Problem to solve »
Answer these questions from the passage on Uddālaka Āruṇi's teaching:
1. Which teacher does the passage name as equating atman with Brahman, and at what reference?
2. Who later read the phrase tat tvam asi as a statement of the identity of atman and Brahman?
3. Into what do the rivers flowing from all directions merge?

Supplied passage »
— Start —
However, Uddālaka Āruṇi does not use the term “Brahman”— either in his instruction to his son Śvetaketu, or on any other of his many appearances in the Upanishads.
As regards the question of identity of Atman with Brahman, the concept , it seems , grew in stages over long periods. Although Śāṇḍilya’s teaching of atman and Brahman is often considered the central doctrine of the Upanishads, it is important to remember that this is not the only characterization either of the self or of ultimate reality. While some teachers, such as Yājñavalkya, also equate atman with Brahman (BU 4.4.5), others, such as Uddālaka Āruṇi, do not make this identification.
Moreover, it is often unclear, even in Śāṇḍilya’s teaching, whether linking atman with Brahman refers to the complete identity of the self and ultimate reality, or if atman is considered an aspect or quality of Brahman. Such debates about how to interpret the teachings of the Upanishads have continued throughout the Indian philosophical tradition, and are particularly characteristic of the Vedanta Darshana.
Uddālaka’s famous phrase tat tvam asi was later taken by Sri Śankara to be a statement of the identity of atman and Brahman]
29.3. In order to explain his views, Uddalaka makes use of number of metaphors from the natural world. For instance, he compares Atman that exists in all beings to the nectar, despite originating from different plants, when gathered together forms a homogeneous whole. In the same way, he talks of the rivers flowing down from all directions merging into the ocean and losing their identities (Ch. Up. 6.9.1, 6.10.1–2).A wave or a bubble arising out of the vast waters of the sea loses its form and identity on merger with the sea .
Uddalaka argues, all living beings merge into existence – “whatever they are in this world a tiger, a lion, a wolf, a boar, a wolf, a worm , a gnat or a mosquito they all become That (Ch.Up.6.9.3; 6.10.2.). The process of returning to the source is a natural process and it does not depend on the striving of the individual to attain a certain ‘state’.
As bees suck nectar from many a flower / And make their honey one, so that no drop / Can say, “I am from this flower or that,” / All creatures, though one, know not they are that One.
— End —
[Stored items from a collection]
— Start —
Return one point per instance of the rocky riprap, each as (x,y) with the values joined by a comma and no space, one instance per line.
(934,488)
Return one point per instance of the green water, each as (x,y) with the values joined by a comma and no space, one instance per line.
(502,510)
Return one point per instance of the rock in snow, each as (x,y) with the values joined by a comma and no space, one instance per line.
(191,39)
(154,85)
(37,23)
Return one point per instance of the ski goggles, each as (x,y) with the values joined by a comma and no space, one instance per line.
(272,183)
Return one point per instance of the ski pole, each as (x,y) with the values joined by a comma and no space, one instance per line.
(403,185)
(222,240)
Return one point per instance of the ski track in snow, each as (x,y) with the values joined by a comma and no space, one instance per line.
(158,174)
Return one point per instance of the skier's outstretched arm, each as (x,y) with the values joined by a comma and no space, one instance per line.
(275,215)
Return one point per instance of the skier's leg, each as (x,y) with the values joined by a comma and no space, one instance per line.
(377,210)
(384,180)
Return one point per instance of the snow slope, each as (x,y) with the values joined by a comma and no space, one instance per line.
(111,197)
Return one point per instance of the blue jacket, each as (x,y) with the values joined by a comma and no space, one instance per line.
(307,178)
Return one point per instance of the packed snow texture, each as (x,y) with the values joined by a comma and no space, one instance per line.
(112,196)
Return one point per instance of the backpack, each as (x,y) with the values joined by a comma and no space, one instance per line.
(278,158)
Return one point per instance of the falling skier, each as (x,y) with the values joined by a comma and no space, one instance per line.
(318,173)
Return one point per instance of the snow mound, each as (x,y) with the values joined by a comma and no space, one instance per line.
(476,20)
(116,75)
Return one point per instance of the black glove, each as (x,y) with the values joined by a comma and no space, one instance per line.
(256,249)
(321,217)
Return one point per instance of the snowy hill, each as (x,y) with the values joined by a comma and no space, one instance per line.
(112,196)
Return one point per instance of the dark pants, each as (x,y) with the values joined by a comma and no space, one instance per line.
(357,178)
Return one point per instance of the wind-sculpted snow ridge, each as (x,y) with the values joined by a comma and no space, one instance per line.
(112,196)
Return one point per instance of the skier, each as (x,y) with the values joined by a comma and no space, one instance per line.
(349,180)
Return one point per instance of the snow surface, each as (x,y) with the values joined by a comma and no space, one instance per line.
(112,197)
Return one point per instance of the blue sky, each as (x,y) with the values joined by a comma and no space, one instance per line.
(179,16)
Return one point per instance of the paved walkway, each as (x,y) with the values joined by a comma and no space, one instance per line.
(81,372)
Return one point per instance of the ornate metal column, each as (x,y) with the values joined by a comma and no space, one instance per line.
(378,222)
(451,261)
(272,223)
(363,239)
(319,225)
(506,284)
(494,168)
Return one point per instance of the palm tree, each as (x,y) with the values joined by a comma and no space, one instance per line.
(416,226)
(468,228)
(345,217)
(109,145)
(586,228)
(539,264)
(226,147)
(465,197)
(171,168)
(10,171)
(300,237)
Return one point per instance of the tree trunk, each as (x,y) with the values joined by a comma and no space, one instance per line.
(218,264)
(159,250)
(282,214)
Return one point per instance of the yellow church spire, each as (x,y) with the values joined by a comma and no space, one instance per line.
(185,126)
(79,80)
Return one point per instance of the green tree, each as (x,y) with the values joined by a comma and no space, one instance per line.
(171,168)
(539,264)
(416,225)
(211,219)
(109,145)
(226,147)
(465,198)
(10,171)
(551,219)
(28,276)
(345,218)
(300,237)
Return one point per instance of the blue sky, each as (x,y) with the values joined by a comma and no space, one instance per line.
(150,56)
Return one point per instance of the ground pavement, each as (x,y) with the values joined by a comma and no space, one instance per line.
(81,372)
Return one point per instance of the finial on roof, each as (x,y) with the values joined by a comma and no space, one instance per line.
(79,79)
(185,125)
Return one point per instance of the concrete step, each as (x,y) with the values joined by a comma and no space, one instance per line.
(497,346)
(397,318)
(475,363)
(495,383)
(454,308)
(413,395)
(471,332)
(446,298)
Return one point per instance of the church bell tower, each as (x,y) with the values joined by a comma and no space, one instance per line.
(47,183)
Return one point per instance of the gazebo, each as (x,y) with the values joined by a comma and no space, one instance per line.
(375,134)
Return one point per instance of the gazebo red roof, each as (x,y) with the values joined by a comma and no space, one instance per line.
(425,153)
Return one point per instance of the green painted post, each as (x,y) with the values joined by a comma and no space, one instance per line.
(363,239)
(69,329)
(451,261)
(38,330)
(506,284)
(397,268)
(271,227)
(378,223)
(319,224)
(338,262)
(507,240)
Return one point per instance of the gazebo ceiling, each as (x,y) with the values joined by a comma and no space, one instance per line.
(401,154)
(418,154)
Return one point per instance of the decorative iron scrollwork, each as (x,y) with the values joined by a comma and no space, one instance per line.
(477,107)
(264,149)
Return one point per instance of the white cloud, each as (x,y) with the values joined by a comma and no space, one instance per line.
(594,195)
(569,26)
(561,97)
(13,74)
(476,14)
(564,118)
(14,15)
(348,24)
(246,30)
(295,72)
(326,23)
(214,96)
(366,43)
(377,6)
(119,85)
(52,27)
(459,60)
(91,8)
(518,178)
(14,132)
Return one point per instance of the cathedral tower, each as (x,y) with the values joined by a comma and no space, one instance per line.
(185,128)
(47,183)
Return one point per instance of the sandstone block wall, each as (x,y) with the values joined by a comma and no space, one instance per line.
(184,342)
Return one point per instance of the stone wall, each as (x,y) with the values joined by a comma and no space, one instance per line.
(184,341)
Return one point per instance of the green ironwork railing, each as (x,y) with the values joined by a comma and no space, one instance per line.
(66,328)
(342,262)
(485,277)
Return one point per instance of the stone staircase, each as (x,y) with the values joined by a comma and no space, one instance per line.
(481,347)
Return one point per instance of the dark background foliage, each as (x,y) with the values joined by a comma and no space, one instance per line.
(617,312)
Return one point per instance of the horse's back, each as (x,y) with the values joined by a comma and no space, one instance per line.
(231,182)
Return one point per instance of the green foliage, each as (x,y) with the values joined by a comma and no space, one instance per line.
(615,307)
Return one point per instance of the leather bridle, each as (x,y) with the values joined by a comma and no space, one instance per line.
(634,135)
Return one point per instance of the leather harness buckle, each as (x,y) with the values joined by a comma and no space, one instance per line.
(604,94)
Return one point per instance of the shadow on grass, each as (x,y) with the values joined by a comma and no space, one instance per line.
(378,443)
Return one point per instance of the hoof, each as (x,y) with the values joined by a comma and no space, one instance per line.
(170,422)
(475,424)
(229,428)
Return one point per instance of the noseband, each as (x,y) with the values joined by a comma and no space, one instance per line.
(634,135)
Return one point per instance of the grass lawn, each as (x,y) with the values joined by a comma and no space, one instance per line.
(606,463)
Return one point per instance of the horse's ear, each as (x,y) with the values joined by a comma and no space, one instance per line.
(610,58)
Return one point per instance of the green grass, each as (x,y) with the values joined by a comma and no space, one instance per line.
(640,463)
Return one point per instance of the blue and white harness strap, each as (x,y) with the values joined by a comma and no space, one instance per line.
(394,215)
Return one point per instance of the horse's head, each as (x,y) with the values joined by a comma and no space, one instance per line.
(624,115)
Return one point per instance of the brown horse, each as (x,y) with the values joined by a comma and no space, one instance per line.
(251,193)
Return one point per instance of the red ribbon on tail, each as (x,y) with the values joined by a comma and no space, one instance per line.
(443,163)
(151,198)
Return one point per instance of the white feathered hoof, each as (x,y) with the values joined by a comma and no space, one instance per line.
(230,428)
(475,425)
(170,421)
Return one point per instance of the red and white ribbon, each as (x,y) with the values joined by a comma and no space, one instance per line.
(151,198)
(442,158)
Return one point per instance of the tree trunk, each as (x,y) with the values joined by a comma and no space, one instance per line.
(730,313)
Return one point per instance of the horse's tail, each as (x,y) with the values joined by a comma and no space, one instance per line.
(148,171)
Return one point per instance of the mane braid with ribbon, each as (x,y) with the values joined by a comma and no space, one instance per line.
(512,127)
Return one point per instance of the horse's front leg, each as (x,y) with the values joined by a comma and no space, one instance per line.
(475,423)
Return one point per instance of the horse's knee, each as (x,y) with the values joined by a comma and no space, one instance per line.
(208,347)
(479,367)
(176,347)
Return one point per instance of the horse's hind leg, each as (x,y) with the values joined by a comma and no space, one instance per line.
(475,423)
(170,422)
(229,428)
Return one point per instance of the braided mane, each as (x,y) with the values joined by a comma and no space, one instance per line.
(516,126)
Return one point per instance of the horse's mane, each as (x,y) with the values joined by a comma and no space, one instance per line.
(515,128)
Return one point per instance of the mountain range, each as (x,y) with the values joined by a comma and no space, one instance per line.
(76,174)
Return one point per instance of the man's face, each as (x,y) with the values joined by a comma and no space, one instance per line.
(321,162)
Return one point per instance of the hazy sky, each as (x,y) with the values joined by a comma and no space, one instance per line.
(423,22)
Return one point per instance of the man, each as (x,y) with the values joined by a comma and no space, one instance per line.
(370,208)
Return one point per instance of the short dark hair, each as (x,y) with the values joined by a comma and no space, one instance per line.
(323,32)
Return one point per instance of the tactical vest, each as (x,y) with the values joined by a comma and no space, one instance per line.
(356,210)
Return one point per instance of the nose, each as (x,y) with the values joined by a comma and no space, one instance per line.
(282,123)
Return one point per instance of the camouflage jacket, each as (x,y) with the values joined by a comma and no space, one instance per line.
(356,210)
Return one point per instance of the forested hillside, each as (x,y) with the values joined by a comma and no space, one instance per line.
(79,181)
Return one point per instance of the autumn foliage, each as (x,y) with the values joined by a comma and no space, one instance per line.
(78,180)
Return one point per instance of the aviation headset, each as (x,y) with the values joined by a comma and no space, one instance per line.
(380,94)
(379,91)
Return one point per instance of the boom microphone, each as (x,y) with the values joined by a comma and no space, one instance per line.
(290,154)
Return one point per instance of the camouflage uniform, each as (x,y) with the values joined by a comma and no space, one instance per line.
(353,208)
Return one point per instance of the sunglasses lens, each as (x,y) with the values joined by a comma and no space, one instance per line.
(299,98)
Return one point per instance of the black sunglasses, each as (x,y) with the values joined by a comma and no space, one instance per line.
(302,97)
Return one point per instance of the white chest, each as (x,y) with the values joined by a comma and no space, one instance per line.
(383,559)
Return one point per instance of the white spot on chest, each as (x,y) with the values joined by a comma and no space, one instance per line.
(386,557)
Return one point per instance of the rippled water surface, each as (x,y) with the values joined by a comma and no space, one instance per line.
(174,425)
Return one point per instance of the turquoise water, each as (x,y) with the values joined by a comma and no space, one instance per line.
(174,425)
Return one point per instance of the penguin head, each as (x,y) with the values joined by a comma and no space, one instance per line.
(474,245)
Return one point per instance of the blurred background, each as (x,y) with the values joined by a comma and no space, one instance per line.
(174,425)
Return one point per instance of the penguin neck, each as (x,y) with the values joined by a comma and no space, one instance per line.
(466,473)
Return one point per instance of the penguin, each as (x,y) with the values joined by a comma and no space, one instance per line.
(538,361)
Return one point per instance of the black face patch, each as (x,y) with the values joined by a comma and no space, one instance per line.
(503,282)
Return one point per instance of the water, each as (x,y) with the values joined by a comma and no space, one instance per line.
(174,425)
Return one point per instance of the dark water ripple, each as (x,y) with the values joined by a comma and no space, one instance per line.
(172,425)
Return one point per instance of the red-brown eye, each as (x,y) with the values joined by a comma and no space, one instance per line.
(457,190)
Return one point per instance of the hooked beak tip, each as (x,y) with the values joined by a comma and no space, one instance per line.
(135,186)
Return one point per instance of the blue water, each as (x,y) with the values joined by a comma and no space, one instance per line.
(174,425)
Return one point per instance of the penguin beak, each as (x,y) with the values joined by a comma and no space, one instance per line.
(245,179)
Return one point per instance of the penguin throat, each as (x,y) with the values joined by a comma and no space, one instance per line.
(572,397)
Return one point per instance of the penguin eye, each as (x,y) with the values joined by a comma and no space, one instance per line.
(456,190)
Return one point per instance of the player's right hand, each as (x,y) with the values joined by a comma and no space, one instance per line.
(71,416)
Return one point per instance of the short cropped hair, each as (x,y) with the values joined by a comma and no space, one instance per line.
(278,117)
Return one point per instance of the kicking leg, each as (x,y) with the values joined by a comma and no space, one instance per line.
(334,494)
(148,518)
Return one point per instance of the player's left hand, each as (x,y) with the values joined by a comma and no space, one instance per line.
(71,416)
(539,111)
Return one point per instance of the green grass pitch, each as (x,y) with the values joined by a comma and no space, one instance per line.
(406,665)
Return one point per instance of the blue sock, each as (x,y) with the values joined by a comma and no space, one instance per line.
— End —
Full answer »
1. Yājñavalkya, at BU 4.4.5.
2. Sri Śankara.
3. The ocean, where they lose their identities.